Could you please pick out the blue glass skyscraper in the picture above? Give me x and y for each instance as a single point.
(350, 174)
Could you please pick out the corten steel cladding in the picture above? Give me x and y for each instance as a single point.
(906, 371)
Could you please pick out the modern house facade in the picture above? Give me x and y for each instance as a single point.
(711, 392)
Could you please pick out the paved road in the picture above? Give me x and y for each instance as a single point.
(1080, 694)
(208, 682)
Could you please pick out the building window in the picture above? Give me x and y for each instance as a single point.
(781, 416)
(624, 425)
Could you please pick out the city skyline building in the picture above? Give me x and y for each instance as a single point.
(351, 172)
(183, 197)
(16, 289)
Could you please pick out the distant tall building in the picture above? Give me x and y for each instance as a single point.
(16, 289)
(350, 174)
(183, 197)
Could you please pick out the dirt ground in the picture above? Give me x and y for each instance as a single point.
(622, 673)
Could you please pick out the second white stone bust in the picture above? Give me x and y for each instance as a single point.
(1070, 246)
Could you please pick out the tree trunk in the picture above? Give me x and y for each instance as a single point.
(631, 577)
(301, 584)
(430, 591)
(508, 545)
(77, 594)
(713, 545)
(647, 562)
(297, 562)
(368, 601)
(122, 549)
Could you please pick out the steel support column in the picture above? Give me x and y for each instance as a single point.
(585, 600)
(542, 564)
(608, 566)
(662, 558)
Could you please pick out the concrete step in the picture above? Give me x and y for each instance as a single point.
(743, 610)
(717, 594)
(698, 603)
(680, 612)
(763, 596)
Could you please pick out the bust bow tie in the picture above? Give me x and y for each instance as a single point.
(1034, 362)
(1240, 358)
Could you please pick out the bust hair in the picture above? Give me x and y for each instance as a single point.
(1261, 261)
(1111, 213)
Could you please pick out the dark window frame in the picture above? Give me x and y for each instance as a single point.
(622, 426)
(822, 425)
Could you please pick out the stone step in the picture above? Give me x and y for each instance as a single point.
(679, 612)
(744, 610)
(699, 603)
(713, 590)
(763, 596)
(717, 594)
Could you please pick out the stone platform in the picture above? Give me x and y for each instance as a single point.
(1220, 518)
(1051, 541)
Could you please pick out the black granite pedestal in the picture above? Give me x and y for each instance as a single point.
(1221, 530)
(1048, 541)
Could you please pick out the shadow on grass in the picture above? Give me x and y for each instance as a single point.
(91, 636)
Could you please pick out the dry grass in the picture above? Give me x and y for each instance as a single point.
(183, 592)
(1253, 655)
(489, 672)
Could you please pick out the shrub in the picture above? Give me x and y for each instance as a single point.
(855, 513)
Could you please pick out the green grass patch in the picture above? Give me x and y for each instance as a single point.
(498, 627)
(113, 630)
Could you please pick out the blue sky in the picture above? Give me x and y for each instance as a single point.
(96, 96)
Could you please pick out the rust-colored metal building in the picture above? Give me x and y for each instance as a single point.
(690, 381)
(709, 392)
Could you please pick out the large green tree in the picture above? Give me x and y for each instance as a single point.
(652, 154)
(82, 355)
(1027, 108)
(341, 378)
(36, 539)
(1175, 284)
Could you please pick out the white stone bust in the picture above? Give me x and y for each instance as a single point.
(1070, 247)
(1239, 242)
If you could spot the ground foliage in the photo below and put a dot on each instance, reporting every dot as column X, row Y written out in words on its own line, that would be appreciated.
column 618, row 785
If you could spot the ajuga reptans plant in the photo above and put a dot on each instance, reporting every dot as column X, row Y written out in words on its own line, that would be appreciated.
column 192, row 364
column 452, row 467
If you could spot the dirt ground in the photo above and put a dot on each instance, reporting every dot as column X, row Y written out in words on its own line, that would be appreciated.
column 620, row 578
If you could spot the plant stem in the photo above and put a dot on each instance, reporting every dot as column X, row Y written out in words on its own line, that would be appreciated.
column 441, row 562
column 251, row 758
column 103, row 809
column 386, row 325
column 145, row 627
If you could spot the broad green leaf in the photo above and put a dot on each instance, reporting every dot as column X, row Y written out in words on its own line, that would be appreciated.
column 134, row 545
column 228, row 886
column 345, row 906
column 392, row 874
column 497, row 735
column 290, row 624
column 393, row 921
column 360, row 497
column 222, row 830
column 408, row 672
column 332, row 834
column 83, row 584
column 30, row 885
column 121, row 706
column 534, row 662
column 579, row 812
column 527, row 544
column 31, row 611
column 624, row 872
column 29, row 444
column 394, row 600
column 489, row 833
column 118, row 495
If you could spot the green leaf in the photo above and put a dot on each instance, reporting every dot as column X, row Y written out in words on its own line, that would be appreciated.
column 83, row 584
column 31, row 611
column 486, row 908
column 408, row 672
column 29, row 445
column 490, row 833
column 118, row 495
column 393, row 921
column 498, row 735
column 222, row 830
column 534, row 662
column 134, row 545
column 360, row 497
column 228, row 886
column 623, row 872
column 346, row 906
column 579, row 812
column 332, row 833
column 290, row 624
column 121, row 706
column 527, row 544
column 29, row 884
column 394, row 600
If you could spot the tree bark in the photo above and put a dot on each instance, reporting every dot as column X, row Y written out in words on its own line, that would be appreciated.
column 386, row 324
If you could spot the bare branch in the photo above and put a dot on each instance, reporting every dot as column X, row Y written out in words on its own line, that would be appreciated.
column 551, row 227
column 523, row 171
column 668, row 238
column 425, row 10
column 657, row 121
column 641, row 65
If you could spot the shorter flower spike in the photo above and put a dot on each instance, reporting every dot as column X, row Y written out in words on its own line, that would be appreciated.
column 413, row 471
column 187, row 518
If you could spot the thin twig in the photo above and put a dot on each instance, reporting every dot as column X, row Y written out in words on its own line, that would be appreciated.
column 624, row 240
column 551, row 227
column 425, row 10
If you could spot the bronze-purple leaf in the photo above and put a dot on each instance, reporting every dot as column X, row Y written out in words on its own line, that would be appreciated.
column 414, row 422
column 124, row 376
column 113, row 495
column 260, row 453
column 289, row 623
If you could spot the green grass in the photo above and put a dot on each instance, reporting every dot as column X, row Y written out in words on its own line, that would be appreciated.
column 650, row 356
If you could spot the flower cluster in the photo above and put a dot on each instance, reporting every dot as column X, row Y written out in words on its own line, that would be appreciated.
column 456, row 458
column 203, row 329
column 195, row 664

-=-=-

*Exercise aim*
The records above are to be returned exactly as they appear.

*Problem solution*
Could you please pick out the blue glass skyscraper in the picture above? Give me x and y for each instance as a single point.
(350, 174)
Could you please pick out the corten steel cladding in the picture above? Give me x and y for each instance as a single point.
(906, 371)
Could you please pick out the modern house facade in the picture above? Give me x and y for each instance as a single point.
(711, 392)
Could you please pick out the paved road in the picture above? Give me x and y for each instance as a single point.
(1080, 694)
(208, 682)
Could you please pick out the building window in the picture above? Give me x and y for each instance as a single point.
(781, 416)
(624, 425)
Could you please pick out the city skyline building in the picture above? Give me x and y for each instance as a single point.
(351, 172)
(183, 197)
(16, 289)
Could you please pick out the distant tall building in the picture above? Give me x and y for each instance as a single point.
(16, 289)
(350, 174)
(183, 197)
Could you please pick out the dirt ground in the picture above? Give me x and y for each instance as a single point.
(622, 673)
Could you please pick out the second white stone bust in the picture above? Give me x and y for each instance as a single point.
(1070, 246)
Could you please pick out the tree trunk in the picture above? Give me x and y for each instance as a single point.
(631, 577)
(301, 584)
(430, 591)
(508, 545)
(77, 594)
(713, 545)
(647, 562)
(297, 562)
(368, 601)
(122, 549)
Could you please pick out the steel support column in the picture above? Give me x and y for each instance as a single point.
(585, 600)
(542, 564)
(608, 566)
(662, 558)
Could you please pick out the concrete step in the picture above? Give me x and y for each instance as a single point.
(743, 610)
(717, 594)
(698, 603)
(680, 612)
(763, 596)
Could you please pick out the bust bow tie in the picture above? Give me x and y for each instance as a single point.
(1034, 362)
(1240, 358)
Could you please pick out the bust hair in the picture above? Give me x and y for each instance as a single point.
(1261, 261)
(1111, 213)
Could you please pick out the dark window frame in the picture above? Give me x and y for each instance as a single point.
(622, 426)
(822, 425)
Could you please pick out the stone step in the picture above? Give me x and y for each instance as a single point.
(679, 612)
(744, 610)
(699, 603)
(713, 590)
(763, 596)
(717, 594)
Could you please pick out the stone platform in the picture above? Give me x and y for each instance as a single point.
(1220, 518)
(1051, 541)
Could you please pick out the black granite pedestal in the picture above? Give me x and y for each instance as a single point.
(1221, 530)
(1048, 541)
Could you please pick out the shadow on grass in the picture above? Give me x and y for each instance as a single point.
(91, 636)
Could you please pick out the dry grass in the picture above? Give me x and y for each instance as a single point.
(183, 592)
(1253, 655)
(489, 672)
Could you please pick out the shrub in the picture above? Give me x and y for each instance as a single point.
(855, 513)
Could you please pick out the green grass patch in the picture above? Give me x and y for each instance as a single point.
(498, 627)
(113, 630)
Could you please pick out the blue sky in the picture above? Give me x and y for each instance as a single point.
(96, 96)
Could you please pick out the rust-colored metal building in the picture above? Give me x and y for each instance as a single point.
(690, 381)
(709, 392)
Could you please pick out the large green tree in the picture above? Give me x and y for each instance as a single point.
(652, 154)
(82, 355)
(1027, 108)
(341, 378)
(36, 539)
(1175, 284)
Could you please pick out the white stone bust in the picture above? Give me x and y for each instance as a single point.
(1070, 247)
(1239, 242)
If you could spot the ground foliage in the photo below and put a dot on each instance, reporting every dot as column X, row Y written out in words on its own line, that would be appreciated.
column 618, row 785
If you could spot the ajuga reptans plant in the photo above and put a dot on each instance, reporting every dot as column X, row Y written out in words on its own line, that would be appreciated.
column 192, row 364
column 452, row 467
If you could spot the dirt ground in the photo above and put a dot on each instance, reporting every dot as column X, row Y written out in words on its own line, that would be appreciated.
column 620, row 578
If you could spot the plant stem in the photo above and put a dot on each instance, reporting every dot as column X, row Y written out in words on its own line, that would be appreciated.
column 441, row 562
column 251, row 758
column 103, row 809
column 386, row 325
column 145, row 627
If you could spot the broad green leaf in the photo above and put a dot on each instance, reporting every dot as column X, row Y written out in words on its own line, that would be appreciated.
column 134, row 545
column 228, row 886
column 345, row 906
column 392, row 874
column 497, row 735
column 290, row 624
column 393, row 921
column 360, row 497
column 222, row 830
column 408, row 672
column 332, row 834
column 83, row 584
column 30, row 885
column 121, row 706
column 534, row 662
column 579, row 812
column 527, row 544
column 31, row 611
column 624, row 872
column 29, row 444
column 394, row 600
column 489, row 833
column 118, row 495
If you could spot the green leaf in the photo above and put a dot on each instance, reporting every dot as column X, row Y written out in words on its own line, that would be appreciated.
column 83, row 584
column 31, row 611
column 486, row 908
column 408, row 672
column 29, row 445
column 490, row 833
column 118, row 495
column 393, row 921
column 498, row 735
column 222, row 830
column 534, row 662
column 134, row 545
column 360, row 497
column 228, row 886
column 623, row 872
column 346, row 906
column 579, row 812
column 332, row 833
column 290, row 624
column 121, row 706
column 527, row 544
column 29, row 884
column 394, row 600
If you could spot the tree bark in the photo above and put a dot on each instance, reporting every dot as column X, row Y written out in words on its own line, that would be appreciated.
column 386, row 324
If you could spot the bare branch in the photo above and put a dot on each instance, reporting every dot as column X, row Y written out in words on its own line, that would be appreciated.
column 551, row 227
column 523, row 171
column 668, row 238
column 425, row 10
column 657, row 121
column 641, row 65
If you could spot the shorter flower spike in the photo above and put a dot on each instance, reporting every dot as column X, row Y written out in words on its own line, that would be appreciated.
column 413, row 471
column 187, row 518
If you could spot the thin twig in the photo above and put a dot on each instance, reporting every dot as column X, row Y written out in words on its own line, that would be appreciated.
column 624, row 240
column 551, row 227
column 425, row 10
If you could spot the bronze-purple leaf in the photo above and put a dot on each instance, reporting every dot as column X, row Y written out in words on its own line, that would be appreciated.
column 414, row 422
column 124, row 376
column 113, row 495
column 260, row 453
column 289, row 623
If you could spot the green grass in the photo above and put a dot on each instance, reporting every dot as column X, row Y written out in words on its own line, that would be appreciated.
column 650, row 356
If you could spot the flower cluster in the photo above and put a dot on each instance, reporting every dot as column X, row Y written out in words on its own line, that would be appreciated.
column 456, row 458
column 203, row 329
column 195, row 664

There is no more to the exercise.